> **Instructions to follow**:
Repeat the records exactly as given. Do not include the pictures.

Source information: Begin

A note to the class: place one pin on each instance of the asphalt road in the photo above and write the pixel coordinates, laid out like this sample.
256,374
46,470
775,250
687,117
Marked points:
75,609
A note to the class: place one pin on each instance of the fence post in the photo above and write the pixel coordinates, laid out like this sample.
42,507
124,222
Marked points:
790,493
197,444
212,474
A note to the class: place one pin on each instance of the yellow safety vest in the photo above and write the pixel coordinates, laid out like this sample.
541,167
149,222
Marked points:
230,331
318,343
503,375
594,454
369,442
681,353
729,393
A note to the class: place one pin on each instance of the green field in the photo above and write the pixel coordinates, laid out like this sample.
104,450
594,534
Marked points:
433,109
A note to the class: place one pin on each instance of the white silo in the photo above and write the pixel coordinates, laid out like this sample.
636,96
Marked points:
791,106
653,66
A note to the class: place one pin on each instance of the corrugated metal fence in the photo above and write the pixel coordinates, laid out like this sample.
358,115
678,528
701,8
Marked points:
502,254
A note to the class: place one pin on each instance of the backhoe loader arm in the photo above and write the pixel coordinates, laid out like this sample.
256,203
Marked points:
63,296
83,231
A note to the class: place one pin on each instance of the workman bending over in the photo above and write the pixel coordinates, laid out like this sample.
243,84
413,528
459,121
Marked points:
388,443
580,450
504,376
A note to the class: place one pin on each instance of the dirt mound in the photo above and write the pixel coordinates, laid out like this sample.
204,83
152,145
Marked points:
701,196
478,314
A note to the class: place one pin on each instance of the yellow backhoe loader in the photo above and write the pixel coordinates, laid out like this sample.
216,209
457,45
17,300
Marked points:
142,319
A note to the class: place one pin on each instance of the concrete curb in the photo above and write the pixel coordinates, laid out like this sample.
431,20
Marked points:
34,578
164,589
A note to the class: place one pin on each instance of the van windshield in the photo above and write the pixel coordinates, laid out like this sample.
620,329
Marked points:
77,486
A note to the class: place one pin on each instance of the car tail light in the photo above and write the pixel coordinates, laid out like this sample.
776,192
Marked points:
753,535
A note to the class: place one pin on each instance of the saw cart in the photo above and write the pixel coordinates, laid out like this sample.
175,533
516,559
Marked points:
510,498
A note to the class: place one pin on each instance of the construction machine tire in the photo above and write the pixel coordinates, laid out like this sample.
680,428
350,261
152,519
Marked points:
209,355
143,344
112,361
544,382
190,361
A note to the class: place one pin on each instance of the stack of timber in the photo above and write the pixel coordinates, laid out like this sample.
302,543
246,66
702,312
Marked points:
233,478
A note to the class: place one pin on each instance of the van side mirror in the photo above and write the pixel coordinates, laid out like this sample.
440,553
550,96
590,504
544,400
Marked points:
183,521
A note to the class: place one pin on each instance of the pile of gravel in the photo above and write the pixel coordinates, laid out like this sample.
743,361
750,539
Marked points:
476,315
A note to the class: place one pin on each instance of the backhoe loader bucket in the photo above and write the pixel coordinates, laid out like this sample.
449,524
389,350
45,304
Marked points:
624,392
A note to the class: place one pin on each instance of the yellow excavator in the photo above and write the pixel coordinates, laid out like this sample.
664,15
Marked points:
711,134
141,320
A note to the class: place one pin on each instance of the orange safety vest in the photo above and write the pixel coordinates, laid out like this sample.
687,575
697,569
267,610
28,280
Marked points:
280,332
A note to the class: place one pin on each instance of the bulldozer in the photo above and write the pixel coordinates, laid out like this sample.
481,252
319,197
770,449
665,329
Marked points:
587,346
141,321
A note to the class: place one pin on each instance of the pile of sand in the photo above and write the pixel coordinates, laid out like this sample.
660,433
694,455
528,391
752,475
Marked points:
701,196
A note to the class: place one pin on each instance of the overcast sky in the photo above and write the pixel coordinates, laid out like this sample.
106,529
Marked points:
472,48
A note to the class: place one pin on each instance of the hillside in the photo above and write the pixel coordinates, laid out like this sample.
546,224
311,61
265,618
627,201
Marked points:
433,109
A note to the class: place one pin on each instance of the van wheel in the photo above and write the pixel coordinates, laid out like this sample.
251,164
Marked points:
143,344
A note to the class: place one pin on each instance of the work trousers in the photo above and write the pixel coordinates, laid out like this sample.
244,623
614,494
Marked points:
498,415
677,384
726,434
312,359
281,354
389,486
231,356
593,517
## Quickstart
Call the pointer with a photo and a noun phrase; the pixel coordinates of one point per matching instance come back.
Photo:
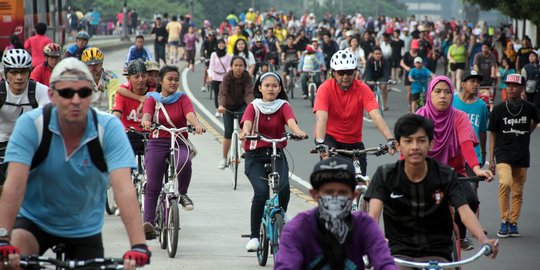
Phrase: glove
(6, 248)
(140, 254)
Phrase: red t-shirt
(177, 113)
(35, 45)
(270, 125)
(345, 109)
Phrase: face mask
(333, 210)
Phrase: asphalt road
(213, 239)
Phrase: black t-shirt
(512, 132)
(417, 218)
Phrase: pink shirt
(270, 125)
(219, 66)
(34, 45)
(177, 113)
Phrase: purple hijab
(445, 142)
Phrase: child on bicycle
(329, 236)
(416, 194)
(418, 77)
(267, 115)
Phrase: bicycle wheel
(173, 226)
(234, 158)
(279, 222)
(262, 251)
(110, 206)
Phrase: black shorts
(456, 66)
(83, 248)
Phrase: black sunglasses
(343, 72)
(70, 92)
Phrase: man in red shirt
(339, 107)
(34, 45)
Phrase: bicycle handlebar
(97, 263)
(485, 250)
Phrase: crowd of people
(443, 135)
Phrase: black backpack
(94, 146)
(31, 95)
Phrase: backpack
(31, 95)
(94, 146)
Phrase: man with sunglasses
(339, 108)
(41, 208)
(18, 94)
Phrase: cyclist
(81, 44)
(106, 81)
(290, 55)
(175, 111)
(267, 114)
(138, 51)
(453, 142)
(339, 108)
(207, 48)
(329, 236)
(42, 73)
(378, 70)
(235, 92)
(416, 194)
(511, 124)
(77, 195)
(18, 94)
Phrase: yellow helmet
(92, 56)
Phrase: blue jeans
(257, 174)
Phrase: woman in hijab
(453, 141)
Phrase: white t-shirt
(10, 113)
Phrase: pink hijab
(445, 141)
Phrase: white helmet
(343, 60)
(17, 58)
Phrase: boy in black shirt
(416, 194)
(511, 124)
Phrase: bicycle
(486, 250)
(274, 216)
(359, 204)
(233, 157)
(167, 214)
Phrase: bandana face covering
(333, 210)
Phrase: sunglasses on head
(70, 92)
(343, 72)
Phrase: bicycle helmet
(333, 169)
(92, 56)
(17, 58)
(82, 35)
(52, 49)
(343, 60)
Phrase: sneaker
(149, 231)
(466, 243)
(513, 230)
(186, 202)
(252, 245)
(503, 230)
(222, 164)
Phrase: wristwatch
(4, 233)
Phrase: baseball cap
(70, 64)
(515, 78)
(136, 66)
(333, 169)
(469, 74)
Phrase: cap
(70, 64)
(515, 78)
(136, 66)
(469, 74)
(333, 169)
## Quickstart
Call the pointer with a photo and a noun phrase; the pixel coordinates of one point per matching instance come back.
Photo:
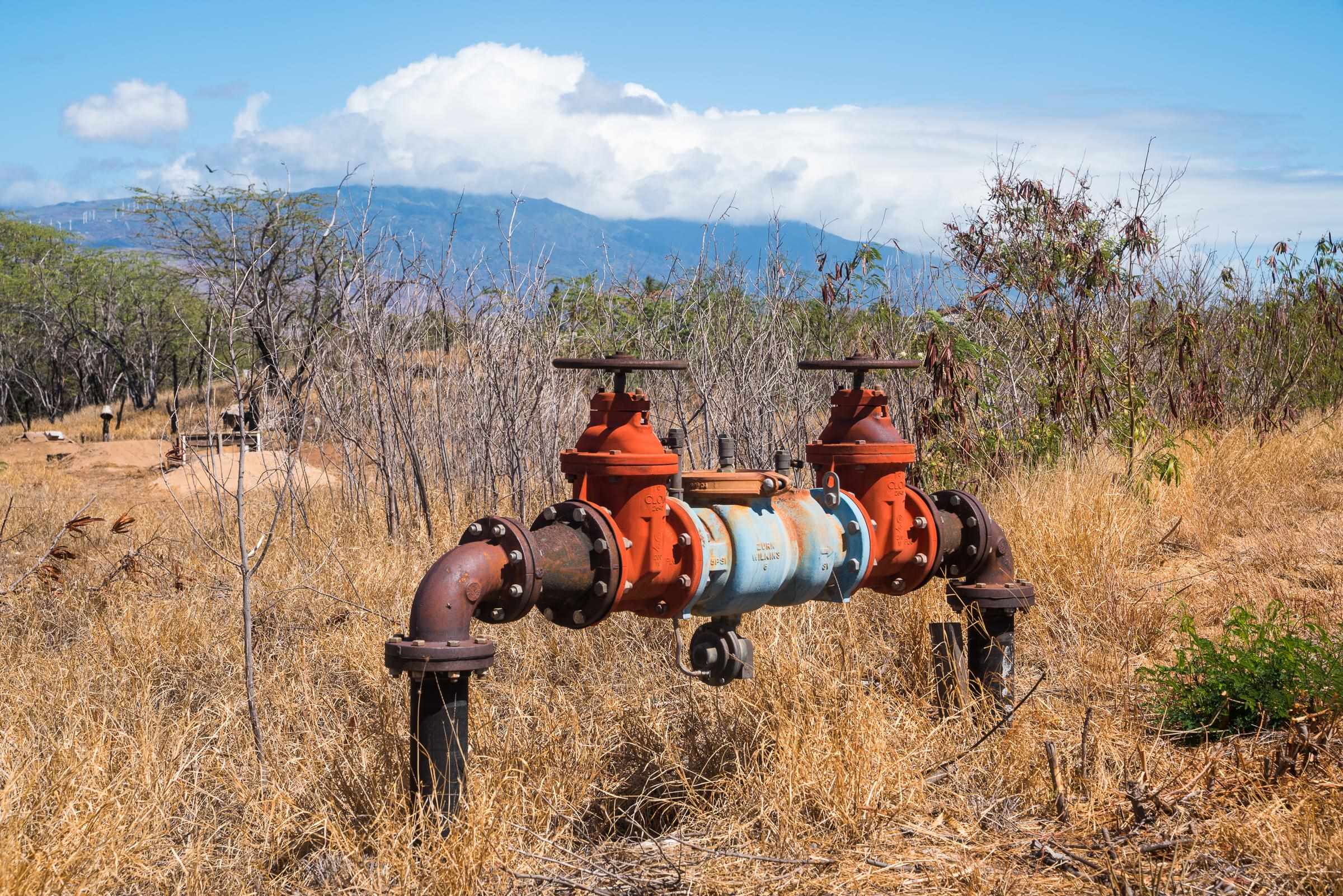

Source information: End

> **Answer to the problem**:
A note to the class: place one pin on each instance of the asphalt road in the photo above and write the pixel coordinates, laid out like this sample.
256,374
46,470
775,250
687,117
Marked points:
75,609
A note to the class: place one pin on each instance of the fence post in the photo above and write the pixel coordinates, laid out like this sample.
42,507
124,222
Marked points:
790,493
197,444
212,474
A note to the class: place one pin on each instance of the yellow safety vest in the photo above and write the pixel coordinates, laid out like this sample.
541,167
149,222
Marked points:
230,331
318,343
503,375
594,454
369,442
681,353
729,393
A note to the class: place one pin on each instance of the green field in the photo above and write the pixel coordinates, laid out like this sample.
104,450
594,534
Marked points:
433,109
A note to the class: place one pin on each instance of the white silo in the photo above and write the pixel coordinates, laid out like this sample.
636,96
Marked points:
791,106
653,66
A note to the class: place one pin on each instance of the corrugated metal fence in the photo above and write the pixel coordinates, laid out like this sample.
358,115
678,528
701,8
Marked points:
502,254
A note to the class: place one pin on each instance of the backhoe loader arm in the photo above and write the pixel coordinates, laid out like this sample.
256,203
Marked points:
63,296
83,231
A note to the class: place one pin on each instance of the workman bending over in the photo above and write the pixel coordinates, laid out like this sample.
243,84
413,528
459,121
Marked points:
388,443
580,450
504,376
A note to the class: place one pin on each instance of the dirt mound in the photo above and write the pixel coordinates, laid out like this sample.
204,83
152,145
Marked points:
701,196
478,314
A note to the class: place one pin on each instance of the yellow backhoe loader in the photo above and write the pixel coordinates, laid out like this sample.
216,209
457,45
17,300
Marked points:
142,319
A note to the class: place one pin on each instance of the concrete curb in the photo above and write the pixel coordinates, laid out like this sample.
431,20
Marked points:
34,578
164,589
A note to the class: place one pin on each instance of the van windshield in the photo above and write the pixel coordinates, laid out like this sample.
620,329
Marked points:
77,486
A note to the class: place one pin on each instance of the car tail light in the photo above and write the pixel coordinates, laid out like this sample.
776,192
Marked points:
753,535
A note to the class: place one pin on each instance of the saw cart in the photo above and write the pixel coordinates, laid out like this sample.
175,533
516,559
Marked points:
510,498
A note to the class: place one pin on each instance of the construction machine tire in the photo above and write the pixel coordinates, laid out like this sample.
680,428
350,261
152,519
Marked points:
209,355
143,344
112,361
544,382
190,361
A note to the class: place one pin on each instance of the stack of timber in the photo above and write the pixel coordinates, laid out like this sample.
302,543
246,66
702,312
Marked points:
233,478
A note to the class: place one pin on each instance of the van side mirror in the photo above and write the pixel coordinates, laid out like this sample.
440,553
550,96
590,504
544,400
Marked points:
183,521
A note to the class: place one pin on each instance of the pile of gravel in the photo above and write the pixel coordinates, laid out like this sample.
743,361
750,539
Marked points:
476,315
A note to the class: place one pin on each instance of the backhoe loader bucket in the photo above and write the pixel coordinates, laid out like this sample.
449,524
389,350
45,304
Marked points:
624,392
A note to the class: place one pin on each instance of the yellow excavator in the photo above and write the pixel coordinates, laid out like this sample.
664,15
Marked points:
711,134
141,320
A note to the class: place one pin on each instance of the orange safety vest in the photo above and write the pixel coordinates, laid out like this sample.
687,575
697,569
267,610
28,280
Marked points:
280,332
A note to the class: place one pin on each instance of the bulldozer in the photo above and write the pixel coordinates, laid out like this sample.
481,252
319,197
770,449
665,329
Marked points:
587,346
141,321
A note to the class: place one pin on each instance of the pile of sand in the photo above and write the pixel coordinates, laid out like this sample.
660,433
694,455
528,391
752,475
Marked points:
701,196
A note to the class: place one pin on each instance of the overcast sky in the photo above and write the pixel coordinates, laid out like this sample.
106,529
Marked points:
472,48
A note to the class: place one pin on each instance of the hillside in the photo above and write the pixel coordinates, laid out like this sample.
546,224
311,61
265,618
627,201
Marked points:
433,109
A note to the class: place one pin on each instance of the van wheel in the photo above and write the pixel coordinates, laid out like this sample.
251,164
Marked points:
143,344
A note to the class: place one pin on each instance of the work trousers in the photo above and write the pixel coordinates, laid out like this sample.
244,623
614,494
Marked points:
498,415
677,384
726,434
312,359
281,354
389,486
231,356
593,517
## Quickstart
Call the pointer with a photo and a noun phrase; the pixel coordinates of one point per matching instance come back.
Photo:
Phrase: glove
(6, 248)
(140, 254)
Phrase: red t-shirt
(177, 113)
(35, 45)
(270, 125)
(345, 109)
Phrase: face mask
(333, 210)
Phrase: asphalt road
(213, 239)
Phrase: black t-shirt
(512, 132)
(417, 218)
Phrase: pink shirt
(270, 125)
(219, 66)
(34, 45)
(177, 113)
Phrase: purple hijab
(445, 142)
Phrase: child on bicycle
(329, 236)
(416, 194)
(418, 77)
(267, 115)
Phrase: bicycle wheel
(173, 226)
(234, 158)
(279, 222)
(262, 251)
(110, 206)
Phrase: black shorts
(456, 66)
(83, 248)
Phrase: black sunglasses
(343, 72)
(70, 92)
Phrase: man in red shirt
(339, 107)
(34, 45)
Phrase: bicycle handlebar
(97, 263)
(485, 250)
Phrase: crowd of people
(443, 135)
Phrase: black backpack
(94, 146)
(31, 95)
Phrase: backpack
(31, 95)
(94, 146)
Phrase: man with sunglasses
(339, 108)
(41, 208)
(18, 94)
Phrase: cyclist
(81, 44)
(106, 81)
(290, 55)
(175, 111)
(267, 114)
(138, 51)
(453, 142)
(339, 108)
(207, 48)
(329, 236)
(42, 73)
(378, 70)
(235, 92)
(416, 194)
(511, 124)
(77, 195)
(18, 94)
Phrase: yellow helmet
(92, 56)
Phrase: blue jeans
(257, 174)
Phrase: woman in hijab
(453, 141)
Phrase: white t-shirt
(10, 113)
Phrase: pink hijab
(445, 141)
Phrase: white helmet
(343, 60)
(17, 58)
Phrase: boy in black shirt
(416, 194)
(511, 124)
Phrase: bicycle
(486, 250)
(274, 216)
(359, 204)
(233, 157)
(167, 214)
Phrase: bandana face covering
(333, 210)
Phrase: sunglasses on head
(70, 92)
(343, 72)
Phrase: bicycle helmet
(333, 169)
(92, 56)
(17, 58)
(82, 35)
(52, 49)
(343, 60)
Phrase: sneaker
(149, 231)
(466, 243)
(513, 230)
(186, 202)
(252, 245)
(503, 230)
(222, 164)
Phrase: wristwatch
(4, 233)
Phrase: baseball cap
(70, 64)
(515, 78)
(136, 66)
(333, 169)
(469, 74)
Phrase: cap
(70, 64)
(515, 78)
(136, 66)
(469, 74)
(333, 169)
## Quickstart
Call the pointer with a photo and a noun phrase; the pixel coordinates of one point per matching instance come back.
Photo:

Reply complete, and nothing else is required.